>> begin Excerpted data

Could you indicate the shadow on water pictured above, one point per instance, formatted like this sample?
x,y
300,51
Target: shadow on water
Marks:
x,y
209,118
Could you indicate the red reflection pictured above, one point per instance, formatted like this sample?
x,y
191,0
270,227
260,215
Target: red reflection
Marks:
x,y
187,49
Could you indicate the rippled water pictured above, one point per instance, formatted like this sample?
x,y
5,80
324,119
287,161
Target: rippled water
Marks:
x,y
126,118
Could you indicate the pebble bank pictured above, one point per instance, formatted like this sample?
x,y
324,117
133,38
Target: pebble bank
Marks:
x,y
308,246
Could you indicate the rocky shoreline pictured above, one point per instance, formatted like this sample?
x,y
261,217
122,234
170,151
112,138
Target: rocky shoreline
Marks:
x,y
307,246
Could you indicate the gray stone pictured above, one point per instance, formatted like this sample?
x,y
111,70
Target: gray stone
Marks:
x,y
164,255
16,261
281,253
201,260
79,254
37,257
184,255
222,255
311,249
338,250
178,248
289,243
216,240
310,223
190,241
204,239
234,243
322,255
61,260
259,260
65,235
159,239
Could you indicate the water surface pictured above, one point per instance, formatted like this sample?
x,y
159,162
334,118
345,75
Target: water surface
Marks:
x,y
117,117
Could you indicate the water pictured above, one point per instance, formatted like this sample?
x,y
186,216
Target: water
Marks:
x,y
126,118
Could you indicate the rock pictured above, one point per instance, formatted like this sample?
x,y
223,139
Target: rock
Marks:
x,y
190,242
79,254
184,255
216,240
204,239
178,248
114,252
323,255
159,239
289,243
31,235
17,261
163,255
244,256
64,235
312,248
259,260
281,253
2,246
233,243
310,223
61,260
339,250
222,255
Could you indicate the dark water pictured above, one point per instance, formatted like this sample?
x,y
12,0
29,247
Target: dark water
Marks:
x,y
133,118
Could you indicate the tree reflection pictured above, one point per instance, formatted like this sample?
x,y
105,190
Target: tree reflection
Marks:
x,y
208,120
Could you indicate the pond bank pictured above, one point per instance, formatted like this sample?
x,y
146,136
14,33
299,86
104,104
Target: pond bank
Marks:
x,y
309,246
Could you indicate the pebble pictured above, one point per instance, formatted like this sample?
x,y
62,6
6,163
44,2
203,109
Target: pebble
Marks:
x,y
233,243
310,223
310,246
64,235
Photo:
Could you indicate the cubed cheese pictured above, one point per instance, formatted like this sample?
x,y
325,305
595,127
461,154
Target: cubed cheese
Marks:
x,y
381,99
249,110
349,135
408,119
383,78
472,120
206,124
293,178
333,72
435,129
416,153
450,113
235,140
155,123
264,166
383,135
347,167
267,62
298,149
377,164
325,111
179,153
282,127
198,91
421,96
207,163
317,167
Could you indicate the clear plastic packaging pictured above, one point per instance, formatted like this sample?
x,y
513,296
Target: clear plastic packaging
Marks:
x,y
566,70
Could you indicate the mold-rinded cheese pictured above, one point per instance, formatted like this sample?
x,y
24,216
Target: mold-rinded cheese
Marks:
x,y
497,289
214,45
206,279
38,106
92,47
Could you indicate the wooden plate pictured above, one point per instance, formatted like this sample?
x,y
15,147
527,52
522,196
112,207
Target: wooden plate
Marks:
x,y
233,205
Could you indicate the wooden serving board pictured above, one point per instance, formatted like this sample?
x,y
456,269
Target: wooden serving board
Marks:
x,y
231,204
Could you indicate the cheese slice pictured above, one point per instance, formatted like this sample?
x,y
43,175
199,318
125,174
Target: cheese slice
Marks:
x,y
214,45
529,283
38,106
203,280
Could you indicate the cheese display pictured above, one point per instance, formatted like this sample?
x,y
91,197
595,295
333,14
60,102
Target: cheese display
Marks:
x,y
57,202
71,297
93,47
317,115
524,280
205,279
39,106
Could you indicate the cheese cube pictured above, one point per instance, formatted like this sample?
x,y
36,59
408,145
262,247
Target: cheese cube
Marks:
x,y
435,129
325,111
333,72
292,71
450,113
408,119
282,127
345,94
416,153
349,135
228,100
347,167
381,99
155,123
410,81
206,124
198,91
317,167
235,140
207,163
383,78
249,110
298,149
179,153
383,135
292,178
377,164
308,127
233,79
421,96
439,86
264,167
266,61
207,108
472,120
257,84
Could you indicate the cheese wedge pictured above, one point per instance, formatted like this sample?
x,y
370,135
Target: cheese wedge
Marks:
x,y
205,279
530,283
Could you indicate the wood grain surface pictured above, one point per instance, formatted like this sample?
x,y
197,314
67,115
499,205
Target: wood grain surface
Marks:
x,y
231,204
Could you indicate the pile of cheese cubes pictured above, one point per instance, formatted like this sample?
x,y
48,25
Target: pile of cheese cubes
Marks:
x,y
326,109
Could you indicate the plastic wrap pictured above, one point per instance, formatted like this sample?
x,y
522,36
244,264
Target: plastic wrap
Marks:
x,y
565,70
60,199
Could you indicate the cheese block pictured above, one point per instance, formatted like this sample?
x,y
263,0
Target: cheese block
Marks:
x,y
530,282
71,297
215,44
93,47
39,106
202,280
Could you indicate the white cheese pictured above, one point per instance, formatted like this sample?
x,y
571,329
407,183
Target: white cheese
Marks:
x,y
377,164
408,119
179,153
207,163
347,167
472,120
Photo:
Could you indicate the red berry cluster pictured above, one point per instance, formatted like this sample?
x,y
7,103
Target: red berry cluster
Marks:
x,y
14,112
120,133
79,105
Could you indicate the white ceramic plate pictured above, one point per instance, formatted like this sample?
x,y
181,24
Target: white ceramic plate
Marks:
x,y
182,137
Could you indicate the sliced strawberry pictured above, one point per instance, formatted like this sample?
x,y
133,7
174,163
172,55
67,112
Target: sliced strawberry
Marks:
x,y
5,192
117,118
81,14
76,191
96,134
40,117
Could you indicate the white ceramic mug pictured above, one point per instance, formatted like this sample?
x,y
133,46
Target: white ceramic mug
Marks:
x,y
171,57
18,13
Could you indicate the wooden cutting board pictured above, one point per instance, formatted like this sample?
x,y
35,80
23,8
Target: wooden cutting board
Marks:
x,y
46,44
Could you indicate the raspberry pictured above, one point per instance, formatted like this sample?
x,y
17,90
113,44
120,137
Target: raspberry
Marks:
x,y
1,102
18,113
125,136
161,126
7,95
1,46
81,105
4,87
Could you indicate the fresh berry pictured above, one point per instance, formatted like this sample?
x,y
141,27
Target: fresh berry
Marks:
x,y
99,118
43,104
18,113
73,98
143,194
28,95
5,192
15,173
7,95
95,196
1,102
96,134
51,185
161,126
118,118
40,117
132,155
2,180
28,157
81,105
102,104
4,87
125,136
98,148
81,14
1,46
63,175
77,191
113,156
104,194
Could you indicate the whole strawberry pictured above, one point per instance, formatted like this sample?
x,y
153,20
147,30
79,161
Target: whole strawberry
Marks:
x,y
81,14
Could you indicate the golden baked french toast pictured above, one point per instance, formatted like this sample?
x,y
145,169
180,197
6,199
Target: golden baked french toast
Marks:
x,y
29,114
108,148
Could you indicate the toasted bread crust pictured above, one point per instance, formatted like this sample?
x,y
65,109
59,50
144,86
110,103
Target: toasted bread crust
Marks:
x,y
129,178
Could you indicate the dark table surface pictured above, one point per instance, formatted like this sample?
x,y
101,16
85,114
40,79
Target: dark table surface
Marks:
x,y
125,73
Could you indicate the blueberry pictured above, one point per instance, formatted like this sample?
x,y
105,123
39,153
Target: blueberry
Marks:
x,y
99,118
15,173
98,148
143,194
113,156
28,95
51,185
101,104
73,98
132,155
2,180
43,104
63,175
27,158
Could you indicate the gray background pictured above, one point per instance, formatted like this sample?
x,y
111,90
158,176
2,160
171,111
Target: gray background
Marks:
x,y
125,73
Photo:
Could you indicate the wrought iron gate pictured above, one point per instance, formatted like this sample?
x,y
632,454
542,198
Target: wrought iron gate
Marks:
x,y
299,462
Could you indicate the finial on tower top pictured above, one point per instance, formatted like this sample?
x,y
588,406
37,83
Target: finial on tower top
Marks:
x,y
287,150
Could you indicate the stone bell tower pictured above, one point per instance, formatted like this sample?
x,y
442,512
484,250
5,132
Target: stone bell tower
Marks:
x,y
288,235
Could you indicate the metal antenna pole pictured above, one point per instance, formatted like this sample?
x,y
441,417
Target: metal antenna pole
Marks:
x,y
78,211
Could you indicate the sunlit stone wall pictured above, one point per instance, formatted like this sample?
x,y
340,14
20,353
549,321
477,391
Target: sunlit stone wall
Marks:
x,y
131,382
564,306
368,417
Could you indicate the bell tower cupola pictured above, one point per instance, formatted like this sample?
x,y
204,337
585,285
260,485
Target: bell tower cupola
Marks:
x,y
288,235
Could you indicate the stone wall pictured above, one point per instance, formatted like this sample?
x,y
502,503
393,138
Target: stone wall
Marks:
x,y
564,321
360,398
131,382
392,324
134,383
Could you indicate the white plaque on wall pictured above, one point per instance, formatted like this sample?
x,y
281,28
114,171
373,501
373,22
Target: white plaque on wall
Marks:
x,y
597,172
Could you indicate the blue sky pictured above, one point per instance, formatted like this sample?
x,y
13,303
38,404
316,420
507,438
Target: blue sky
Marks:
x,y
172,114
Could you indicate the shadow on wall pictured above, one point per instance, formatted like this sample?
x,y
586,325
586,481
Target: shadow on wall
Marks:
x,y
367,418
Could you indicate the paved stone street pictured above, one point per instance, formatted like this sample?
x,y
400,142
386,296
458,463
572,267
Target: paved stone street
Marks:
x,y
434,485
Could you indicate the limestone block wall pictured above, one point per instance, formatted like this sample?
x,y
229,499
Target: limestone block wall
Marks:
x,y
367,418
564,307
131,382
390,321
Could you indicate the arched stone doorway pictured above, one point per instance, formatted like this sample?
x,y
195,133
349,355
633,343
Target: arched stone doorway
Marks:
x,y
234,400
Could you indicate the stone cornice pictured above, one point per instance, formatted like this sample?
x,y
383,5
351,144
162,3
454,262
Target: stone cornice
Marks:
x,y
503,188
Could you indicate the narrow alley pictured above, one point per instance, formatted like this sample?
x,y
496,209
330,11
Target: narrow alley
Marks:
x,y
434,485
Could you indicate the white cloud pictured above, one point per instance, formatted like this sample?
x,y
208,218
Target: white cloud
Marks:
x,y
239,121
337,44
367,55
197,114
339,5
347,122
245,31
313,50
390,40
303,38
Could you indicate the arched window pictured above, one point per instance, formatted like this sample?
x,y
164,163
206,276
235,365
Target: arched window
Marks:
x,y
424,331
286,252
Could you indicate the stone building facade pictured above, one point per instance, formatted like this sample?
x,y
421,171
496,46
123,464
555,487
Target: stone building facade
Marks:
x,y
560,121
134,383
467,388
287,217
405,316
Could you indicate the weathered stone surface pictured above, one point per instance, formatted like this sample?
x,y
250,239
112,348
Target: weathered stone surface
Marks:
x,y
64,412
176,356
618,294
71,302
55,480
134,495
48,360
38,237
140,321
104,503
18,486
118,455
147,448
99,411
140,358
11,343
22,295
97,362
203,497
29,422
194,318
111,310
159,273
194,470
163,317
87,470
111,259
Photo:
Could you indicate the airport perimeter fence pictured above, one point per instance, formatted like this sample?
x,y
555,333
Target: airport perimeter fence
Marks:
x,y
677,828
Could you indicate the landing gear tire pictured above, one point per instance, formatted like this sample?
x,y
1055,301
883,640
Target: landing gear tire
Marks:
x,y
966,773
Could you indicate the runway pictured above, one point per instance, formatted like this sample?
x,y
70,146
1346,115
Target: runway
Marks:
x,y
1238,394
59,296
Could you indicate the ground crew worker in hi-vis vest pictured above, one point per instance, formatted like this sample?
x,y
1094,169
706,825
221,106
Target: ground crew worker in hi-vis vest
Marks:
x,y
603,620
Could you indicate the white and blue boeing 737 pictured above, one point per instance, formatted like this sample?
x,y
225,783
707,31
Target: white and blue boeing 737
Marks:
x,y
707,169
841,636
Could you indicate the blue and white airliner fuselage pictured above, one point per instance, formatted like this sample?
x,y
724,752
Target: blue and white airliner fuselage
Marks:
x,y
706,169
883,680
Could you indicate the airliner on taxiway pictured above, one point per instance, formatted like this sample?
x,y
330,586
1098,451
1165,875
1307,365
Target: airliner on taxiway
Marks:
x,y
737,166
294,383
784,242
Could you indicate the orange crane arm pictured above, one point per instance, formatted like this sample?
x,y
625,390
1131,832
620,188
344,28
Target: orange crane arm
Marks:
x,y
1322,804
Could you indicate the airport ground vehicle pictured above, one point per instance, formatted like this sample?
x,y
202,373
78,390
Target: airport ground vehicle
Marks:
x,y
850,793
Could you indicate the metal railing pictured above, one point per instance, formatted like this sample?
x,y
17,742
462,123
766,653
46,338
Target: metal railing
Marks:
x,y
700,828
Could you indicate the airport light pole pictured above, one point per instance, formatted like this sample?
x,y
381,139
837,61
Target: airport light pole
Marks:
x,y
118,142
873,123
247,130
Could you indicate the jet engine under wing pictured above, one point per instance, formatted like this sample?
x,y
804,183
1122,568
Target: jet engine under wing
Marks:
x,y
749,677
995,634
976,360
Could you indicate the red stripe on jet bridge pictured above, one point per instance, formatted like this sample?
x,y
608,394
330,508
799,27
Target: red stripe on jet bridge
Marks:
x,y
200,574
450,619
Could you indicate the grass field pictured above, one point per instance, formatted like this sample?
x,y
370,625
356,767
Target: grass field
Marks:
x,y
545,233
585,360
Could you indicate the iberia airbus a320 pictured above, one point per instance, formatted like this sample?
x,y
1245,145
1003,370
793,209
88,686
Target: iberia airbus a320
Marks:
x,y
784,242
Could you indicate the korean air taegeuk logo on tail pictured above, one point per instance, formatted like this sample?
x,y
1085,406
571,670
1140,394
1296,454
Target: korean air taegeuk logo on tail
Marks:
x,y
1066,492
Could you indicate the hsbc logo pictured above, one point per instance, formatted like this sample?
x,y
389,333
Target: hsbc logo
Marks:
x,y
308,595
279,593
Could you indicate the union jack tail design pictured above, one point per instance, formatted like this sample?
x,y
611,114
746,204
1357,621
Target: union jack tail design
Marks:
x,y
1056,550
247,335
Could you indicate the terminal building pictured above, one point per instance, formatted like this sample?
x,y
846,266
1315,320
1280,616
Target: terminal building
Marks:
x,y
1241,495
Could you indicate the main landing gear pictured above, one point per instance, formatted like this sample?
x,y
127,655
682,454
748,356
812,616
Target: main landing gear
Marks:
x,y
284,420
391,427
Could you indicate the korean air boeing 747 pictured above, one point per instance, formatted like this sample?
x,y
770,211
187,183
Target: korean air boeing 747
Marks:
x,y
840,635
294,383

>> end Excerpted data

Given request: Extract, unchanged, the closing run of lines that opens with the line containing "Could you indicate the hsbc" and ends with the last line.

Response to the task:
Could you indicate the hsbc logo pictured above, one point per instance, formatted like this sample?
x,y
389,333
Target: hsbc logo
Marks:
x,y
308,595
279,593
Could you indicate the union jack tail design pictured above, one point per instance, formatted like this sample?
x,y
611,114
746,204
1357,621
Target: union jack tail design
Marks:
x,y
1056,550
247,335
Could you indicate the terminal building pictured above, one point per instance, formatted like this sample?
x,y
846,266
1315,320
1280,616
Target: terminal building
Marks:
x,y
1241,495
Could you indicate the main landing gear pictured above, one point per instance, formatted like this sample?
x,y
127,655
682,454
748,356
812,616
Target: main landing gear
Marks:
x,y
284,420
391,427
Could you indicate the korean air boeing 747 pictured above, one point per instance, formatted like this sample?
x,y
770,211
187,183
Target: korean air boeing 747
Marks:
x,y
840,635
294,383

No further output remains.